## Kutipan Dokumen
__________
PEDAGANG sapi hampir saja kehilangan pasarannya. Beberapa waktu
lalu orang dari daratan RRT menggiring ribuan sapi mereka dan
memenuhi pasaran di Hongkong. Kapal ternak Australia juga
membongkar muatannya di sana:ribuan sapi yang ujudnya memang
kegemukan oleh gajih. Semuanya bersaing harga dan memojokkan
semangat pedagang dari Indonesia -- yang lumayan selama itu di
sana. Malah pada bulan Pebruari lalu tak seekor sapi pun
dikapalkan dari sini. Sebab dari Australia telah datang 1.202
ekor. Dari Thai hampir duakali lipat, 2.171 ekor. Dari RRT lebih
hebat lagi, sampai 6.691 ekor. Kenihilan ekspor sapi memang
sudah ditandai oleh penurunan angka pada bulan-bulan sebelumnya.
Malah sudah mulai dirasakan pada beberapa tahun sebelumnya.
Masa gemilang dagang ternak ke Hongkong itu sekitar tahun 1973
ketika PN Pelni sampai mengerahkan 17 buah kapal ternaknya. Dan
pada tahun ini, kabarnya, armada ternak itu tinggal 4 kapal lagi
yang masih kebagian operasi. "Sulit bagi kami untuk bersaing
jika 5udah bicara soal harga", kata Irsan Sutandinata, eksportir
dan pengurus organisasi eksportir sapi. "Paling sedikit harga
kita per ekor Rp 8 ribu di atas harga pasaran di Hongkong",
katanya pula.
__________
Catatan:
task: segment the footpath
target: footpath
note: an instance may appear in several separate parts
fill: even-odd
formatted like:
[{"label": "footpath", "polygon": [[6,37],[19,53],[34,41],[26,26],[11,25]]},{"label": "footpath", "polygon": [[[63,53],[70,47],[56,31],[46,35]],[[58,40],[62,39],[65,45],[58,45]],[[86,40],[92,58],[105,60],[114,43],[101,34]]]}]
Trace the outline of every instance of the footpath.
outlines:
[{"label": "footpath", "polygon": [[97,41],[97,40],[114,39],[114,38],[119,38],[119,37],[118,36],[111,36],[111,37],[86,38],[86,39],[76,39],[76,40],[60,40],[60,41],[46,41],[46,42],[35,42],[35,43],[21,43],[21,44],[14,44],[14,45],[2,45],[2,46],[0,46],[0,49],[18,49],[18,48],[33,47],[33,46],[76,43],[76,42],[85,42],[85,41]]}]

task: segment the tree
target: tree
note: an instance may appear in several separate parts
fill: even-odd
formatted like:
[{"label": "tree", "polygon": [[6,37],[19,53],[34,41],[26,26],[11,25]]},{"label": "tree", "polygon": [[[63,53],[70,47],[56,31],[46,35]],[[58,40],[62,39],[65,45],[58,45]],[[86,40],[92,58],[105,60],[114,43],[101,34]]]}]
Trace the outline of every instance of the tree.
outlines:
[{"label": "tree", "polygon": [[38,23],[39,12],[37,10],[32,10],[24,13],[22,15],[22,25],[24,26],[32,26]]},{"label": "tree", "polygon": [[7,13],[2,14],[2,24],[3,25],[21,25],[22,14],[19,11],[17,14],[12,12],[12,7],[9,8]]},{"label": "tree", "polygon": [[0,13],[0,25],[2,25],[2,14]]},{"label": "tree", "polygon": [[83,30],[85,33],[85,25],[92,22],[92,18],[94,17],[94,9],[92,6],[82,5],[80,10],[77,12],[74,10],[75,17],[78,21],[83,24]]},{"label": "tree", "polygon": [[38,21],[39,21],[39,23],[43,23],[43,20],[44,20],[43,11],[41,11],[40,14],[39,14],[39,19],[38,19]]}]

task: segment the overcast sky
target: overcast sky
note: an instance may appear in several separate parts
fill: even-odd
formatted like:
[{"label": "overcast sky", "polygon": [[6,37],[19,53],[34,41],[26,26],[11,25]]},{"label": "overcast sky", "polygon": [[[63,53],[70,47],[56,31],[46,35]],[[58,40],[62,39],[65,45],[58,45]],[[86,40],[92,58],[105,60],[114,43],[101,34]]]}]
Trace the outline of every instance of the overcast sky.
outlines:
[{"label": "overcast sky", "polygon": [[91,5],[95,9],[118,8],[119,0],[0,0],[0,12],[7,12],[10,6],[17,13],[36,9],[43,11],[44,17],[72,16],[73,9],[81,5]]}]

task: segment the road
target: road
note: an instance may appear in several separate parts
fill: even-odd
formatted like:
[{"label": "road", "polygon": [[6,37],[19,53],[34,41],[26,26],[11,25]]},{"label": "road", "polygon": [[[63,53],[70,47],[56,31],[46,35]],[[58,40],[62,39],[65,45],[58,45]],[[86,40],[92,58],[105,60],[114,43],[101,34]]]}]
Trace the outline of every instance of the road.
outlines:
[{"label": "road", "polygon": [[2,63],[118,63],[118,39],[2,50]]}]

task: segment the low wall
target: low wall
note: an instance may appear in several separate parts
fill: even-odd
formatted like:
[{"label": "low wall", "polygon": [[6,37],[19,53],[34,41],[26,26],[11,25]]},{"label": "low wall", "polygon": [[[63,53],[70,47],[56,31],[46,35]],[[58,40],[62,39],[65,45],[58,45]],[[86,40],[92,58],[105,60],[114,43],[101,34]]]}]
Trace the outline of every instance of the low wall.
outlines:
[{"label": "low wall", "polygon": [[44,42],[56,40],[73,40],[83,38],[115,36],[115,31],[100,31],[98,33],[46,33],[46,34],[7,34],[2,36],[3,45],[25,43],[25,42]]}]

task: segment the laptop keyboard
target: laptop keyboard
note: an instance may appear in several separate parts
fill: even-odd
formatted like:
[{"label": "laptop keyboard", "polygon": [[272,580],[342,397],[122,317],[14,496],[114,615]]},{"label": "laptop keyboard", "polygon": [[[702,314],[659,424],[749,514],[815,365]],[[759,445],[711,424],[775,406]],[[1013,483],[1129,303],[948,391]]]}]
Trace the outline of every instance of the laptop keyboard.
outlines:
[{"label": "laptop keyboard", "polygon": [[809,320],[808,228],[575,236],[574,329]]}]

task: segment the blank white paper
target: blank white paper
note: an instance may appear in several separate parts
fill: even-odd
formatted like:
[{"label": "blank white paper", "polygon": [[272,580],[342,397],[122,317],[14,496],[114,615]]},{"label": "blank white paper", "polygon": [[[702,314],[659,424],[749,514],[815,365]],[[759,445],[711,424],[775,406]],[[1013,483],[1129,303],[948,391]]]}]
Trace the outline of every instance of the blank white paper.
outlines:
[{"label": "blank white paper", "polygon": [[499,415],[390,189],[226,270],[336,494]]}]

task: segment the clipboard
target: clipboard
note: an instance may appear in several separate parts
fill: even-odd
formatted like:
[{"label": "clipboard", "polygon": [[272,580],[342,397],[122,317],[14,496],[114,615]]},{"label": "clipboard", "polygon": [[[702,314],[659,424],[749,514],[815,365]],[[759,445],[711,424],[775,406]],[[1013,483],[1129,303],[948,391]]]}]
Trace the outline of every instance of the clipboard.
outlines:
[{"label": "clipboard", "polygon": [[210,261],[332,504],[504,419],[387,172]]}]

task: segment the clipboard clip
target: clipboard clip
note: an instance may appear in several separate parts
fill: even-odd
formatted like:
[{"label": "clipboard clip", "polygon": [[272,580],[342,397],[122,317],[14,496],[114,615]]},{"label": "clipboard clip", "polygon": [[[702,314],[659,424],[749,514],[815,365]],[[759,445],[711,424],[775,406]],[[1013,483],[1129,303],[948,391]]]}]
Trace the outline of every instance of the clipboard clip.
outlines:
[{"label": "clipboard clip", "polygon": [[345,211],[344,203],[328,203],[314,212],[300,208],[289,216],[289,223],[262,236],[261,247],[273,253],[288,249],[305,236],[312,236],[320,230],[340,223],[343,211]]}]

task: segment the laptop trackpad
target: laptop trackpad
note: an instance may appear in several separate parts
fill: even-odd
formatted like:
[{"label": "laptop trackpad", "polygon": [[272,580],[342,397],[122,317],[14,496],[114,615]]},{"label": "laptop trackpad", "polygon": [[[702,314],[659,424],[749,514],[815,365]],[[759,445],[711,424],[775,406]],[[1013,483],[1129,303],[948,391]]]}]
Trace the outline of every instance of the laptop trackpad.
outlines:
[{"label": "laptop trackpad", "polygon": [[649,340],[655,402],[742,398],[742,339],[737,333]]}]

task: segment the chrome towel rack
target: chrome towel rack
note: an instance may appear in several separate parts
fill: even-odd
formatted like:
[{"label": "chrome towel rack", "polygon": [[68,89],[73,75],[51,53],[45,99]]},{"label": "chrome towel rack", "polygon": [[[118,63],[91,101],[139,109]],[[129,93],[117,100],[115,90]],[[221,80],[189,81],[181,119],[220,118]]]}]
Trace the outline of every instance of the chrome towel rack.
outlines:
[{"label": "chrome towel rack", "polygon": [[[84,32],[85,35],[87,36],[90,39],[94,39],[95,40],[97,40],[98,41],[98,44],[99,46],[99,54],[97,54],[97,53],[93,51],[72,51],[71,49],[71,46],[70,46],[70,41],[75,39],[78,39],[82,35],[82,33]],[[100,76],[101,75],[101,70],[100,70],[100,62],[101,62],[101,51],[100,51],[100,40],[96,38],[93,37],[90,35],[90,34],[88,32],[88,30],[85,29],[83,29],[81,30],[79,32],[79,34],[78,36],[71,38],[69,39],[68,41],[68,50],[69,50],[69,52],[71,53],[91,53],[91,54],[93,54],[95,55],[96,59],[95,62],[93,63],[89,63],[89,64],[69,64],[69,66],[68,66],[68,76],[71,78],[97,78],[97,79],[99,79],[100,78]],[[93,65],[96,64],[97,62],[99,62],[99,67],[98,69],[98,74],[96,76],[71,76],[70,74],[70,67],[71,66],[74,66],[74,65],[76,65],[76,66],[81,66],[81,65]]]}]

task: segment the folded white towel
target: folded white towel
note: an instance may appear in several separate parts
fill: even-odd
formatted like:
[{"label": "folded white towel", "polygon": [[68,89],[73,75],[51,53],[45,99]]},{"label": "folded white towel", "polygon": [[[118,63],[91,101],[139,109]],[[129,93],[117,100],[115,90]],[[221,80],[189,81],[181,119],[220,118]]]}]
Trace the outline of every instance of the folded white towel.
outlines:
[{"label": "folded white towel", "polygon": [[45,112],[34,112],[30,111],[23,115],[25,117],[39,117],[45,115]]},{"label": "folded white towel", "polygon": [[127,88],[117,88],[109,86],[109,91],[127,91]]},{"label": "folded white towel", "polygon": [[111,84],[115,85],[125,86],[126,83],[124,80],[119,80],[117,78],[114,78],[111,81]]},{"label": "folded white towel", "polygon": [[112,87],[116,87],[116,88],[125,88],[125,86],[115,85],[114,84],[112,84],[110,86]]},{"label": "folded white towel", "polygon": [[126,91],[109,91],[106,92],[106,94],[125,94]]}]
__________
## Soal Latihan
Teruskan artikel tentang ekspor sapi Indonesia ke Hongkong, mulai setelah kalimat terakhir yang ditampilkan.

## Jawaban Latihan
Tapi dua hadiah bulan April lalu betul-betul menambah nafas para
pedagang ternak. Hadiah pertama datang dari Dirjen Pera,
Haryono Nimpuno, berupa keputusan penurunan tarif angkutan laut.
Lalu Menteri Perdagangan, malah, menghapuskan pajak ekspor sapi
sama sekali. Hasilnya nyata. Bulan April itu juga kapal dari
Indonesia sudah membogkar 2.550 ekor. Dan bulan berikutnya
sudah diekspor 3.125 ekor. Lumayan. Harga ternak Indonesia
sudah mulai mampu bersaing? "Sedikitnya menyamai harga pasar",
kata Irsan. Tapi itu baik. Sebab "restoran-restoran di Hongkong
lebih gemar daging sapi kita dari pada eks Australia, yang lebih
murah, tetapi terlalu banyak lapisan gajihnya", lanjut Irsan
meyakinkan. Malah "lebih mahal $ 100 per pikulnya pun, orang
masih memilih sapi dari Indonesia".
Kontes
Ingin memanfaatkan paket April lebih banyak, pedagang ternak
mulai memandang jauh. Bagaimana kalau ekspor ke Jepang? "Kalau
itu dapat terlaksana, wah hebat!" kata eksportir dari PT Nusa
Indah ini. Di Jepang nanti ternak dari Australia sudah bukan
merupakan saingan lagi. Negara penghasil ternak boleh membanting
harga sapinya itu sendiri, "tapi tak akan mampu menutup ongkos
kapalnya". Dan untung bagi pedagang Indonesia yang dapat
mencapai pasar di Jepang dengan ongkos tambang lebih murah. Tapi
jalan untuk mengkapalkan ternak ke sana tidak selicin itu. Sebab
ternak dari Indonesia belum mendapat kejernihan dari organisasi
yang mengurusi pangan sedunia (FAO). Jelasnya, "sapi kita masih
dianggap berpenyakit mulut dan kuku", tutur Irsan. Dan faktor
ini yang menghambat pengembangan ekspor ke negara lain, selain
pasar konvensionil di Hongkong. Dan juga promosi dagang ternak
ke sana perlu juga.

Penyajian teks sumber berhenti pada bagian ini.